* **Source**:

A New Dawn


The Editor
Apr 15, 2004
Thread starter #1
The strains of Chas and Dave let me know I’d received a text message and the bedside clock informed me in no uncertain terms that it was indeed an ungodly hour of the night.

My eyes struggled to focus on the phone’s display, but the words still hit the mark - ‘Ramos gone, Redknapp taking over’. What the hell? Was I even awake or was this one of those freaky twists dreams seem to take just when you’re getting to the good part.

I have to lay my cards on the table from the beginning. For me, Spurs had lost a little of their lustre in the preceding months. I’d spent a year researching the life of Martin Jol for a biography I was working on for the Dutch market. I’d travelled across Europe, talking to his family, friends, colleagues and finally the big man himself after he offered to help me on my journey through his colourful past.

I spent day after day at his home, talking football, talking life and enjoying his partner’s wonderful Dutch cooking. It’s fair to say I grew close to Martin Jol and my lofty respect for the grinning bear of a man was only reinforced as I listened to the good and bad times life had brought him.

So the news that he’d been sacked on that October night hit me hard. I was recovering in a hotel room in The Hague after a day spent in the company of two of his brothers, Cornelis and Ger. At one point that afternoon, Cornelis’ phone had rung and he’d proudly shown me the name ‘Martin’ flashing up on the screen.

He stood up and his immediate tone was one of affection, but he soon moved away from the table as his face grew solemn. I couldn’t work out what was being said, despite my recent delight at learning the numbers one to ten in Dutch, but it didn’t look good. When he returned Cornelis would only say, ‘It’s tough for him at the moment”.

Martin was Spurs through and through. He knew the club inside out, from its history to every single person who worked at the training ground and the famous old stadium. He’d grown up idolising the double-winning side of the 60s - his first Spurs memory was watching the Cup Winners’ Cup final against Atletico Madrid on his black and white television as a child, sitting alongside Cornelis. Tottenham Hotspur represented the Dutch philosophy of football – it wasn’t just the sweeping play that defined them, but the way they carried themselves on the pitch.

Having seen firsthand the passion Martin had for the club and listened to the struggles he frequently faced behind the scenes, it felt like I’d caught my wife cheating when I first heard about the sleazy Ramos hotel meeting and then finally the revelation that the Dutchman had been sacked amid the chants of 36,000 Spurs fans.

Martin told me in the days after his departure: “It was and still is disappointing, because I still feel that if I could have done it in a different way, like Alex Ferguson, I could have gone on to do something.

* **What you need to do**:
[A] How many lines of the rows below contain the string "stubble"? Reply with the number alone.
[B] Could you resume the account of Martin Jol's sacking by Spurs above, picking up right after its final sentence?

* **Available records**:
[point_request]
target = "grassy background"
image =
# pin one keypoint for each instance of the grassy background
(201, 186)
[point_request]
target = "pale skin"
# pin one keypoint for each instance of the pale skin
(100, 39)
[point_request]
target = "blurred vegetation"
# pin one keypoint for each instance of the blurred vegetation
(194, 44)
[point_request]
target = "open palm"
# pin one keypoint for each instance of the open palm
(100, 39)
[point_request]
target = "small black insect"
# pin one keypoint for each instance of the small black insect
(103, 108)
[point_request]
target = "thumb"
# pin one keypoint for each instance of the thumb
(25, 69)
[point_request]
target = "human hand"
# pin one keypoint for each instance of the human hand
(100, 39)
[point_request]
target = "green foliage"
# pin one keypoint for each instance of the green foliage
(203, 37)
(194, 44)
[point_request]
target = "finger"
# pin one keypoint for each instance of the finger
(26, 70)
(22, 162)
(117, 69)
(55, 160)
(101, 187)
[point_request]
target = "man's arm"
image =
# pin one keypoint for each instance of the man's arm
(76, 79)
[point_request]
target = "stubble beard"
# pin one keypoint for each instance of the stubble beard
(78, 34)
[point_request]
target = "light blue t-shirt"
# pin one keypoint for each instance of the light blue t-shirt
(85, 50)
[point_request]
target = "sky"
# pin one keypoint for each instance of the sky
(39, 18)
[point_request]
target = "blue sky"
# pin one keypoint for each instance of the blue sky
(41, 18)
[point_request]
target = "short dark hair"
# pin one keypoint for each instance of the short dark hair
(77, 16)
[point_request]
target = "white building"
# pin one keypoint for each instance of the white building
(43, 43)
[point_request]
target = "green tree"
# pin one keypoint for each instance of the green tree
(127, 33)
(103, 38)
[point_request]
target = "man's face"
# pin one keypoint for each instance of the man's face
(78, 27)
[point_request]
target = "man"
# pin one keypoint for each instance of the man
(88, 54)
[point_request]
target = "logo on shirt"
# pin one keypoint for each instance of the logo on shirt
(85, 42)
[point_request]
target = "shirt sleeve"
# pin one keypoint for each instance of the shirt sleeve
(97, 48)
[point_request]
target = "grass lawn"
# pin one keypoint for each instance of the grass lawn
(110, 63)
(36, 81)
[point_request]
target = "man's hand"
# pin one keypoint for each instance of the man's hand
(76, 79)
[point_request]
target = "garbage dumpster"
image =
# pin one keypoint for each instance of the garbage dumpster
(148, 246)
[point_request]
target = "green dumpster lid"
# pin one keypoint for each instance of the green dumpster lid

* **Task answers**:
[A] 2

[B]
“If they had sacked me last year it would have been more of a shock, but not now. This year I guess I was waiting for it. It’s the same with a marriage. If it’s not right, you have to do something else.

“In this structure, the manager is the scapegoat. I knew that, so it’s not a problem. I was expecting it to happen for months, but it was my mission to make Spurs great again.

“I still feel that if I was solely responsible I would still be there. It was about making that next step and I could have done it. I miss people at the Lodge. I miss Chris. I miss the staff. I miss the supporters. I had a bond with them. Sometimes things happen and life goes on, but I will always remember them.

“I looked back at the Getafe match in my home in The Hague. When I watched the scenes it plays like a movie. I look upset and the fans are all singing my name around the stadium. In Holland, they played it everywhere, all over the television. I didn’t know it at the time, but I could not have expected a better farewell.”

So with that in mind I cut a forlorn figure during the ensuing Ramos era, torn between my love for Spurs and my displeasure at the events that had ousted the man who’d reinvigorated my club. It was strange to watch the Spaniard lavished with the type of players Martin had begged for each summer, but never received.

I didn’t expect Ramos to fail or want him to – at the end of the day no man is bigger than the club, even a jolly Oranje giant. So to see that late night text last year made me think Tottenham Hotspur had finally lost the plot. Harry ‘Triffic’ Redknapp? How many fans would have been happy with it being Harry wined and dined in a South Coast hotel back in the summer of 2007?

Ironically, Martin had talked up Redknapp to me as one of the few English managers who deserved a crack at managing a big club. Little did he know the affable Cockney would eventually be warming his plush dugout seat.

Personally, I’d always liked Redknapp, but ultimately only ever associated him with mid-table mediocrity and wheeling and dealing. Yet his arrival offered me the chance to start afresh with Tottenham Hotspur, to wipe the slate clean with a wife who’d come back home repentant over her summer fling.

And my preconceptions have since bitten the dust. With the director of football a thing of the past, the likeable Londoner’s vision is now the sole one at the club, which can only be a good thing in the long run.

He does have the ability to say one thing with his hand on his heart one moment yet do the complete opposite the next, cue Carlo Cudicini waving a Spurs scarf behind Harry, who is strenuously denying any interest in the Italian stopper. However, there is no denying that he is blessed with the best group of players Spurs have employed in a long time and he is getting the best out of the majority of them.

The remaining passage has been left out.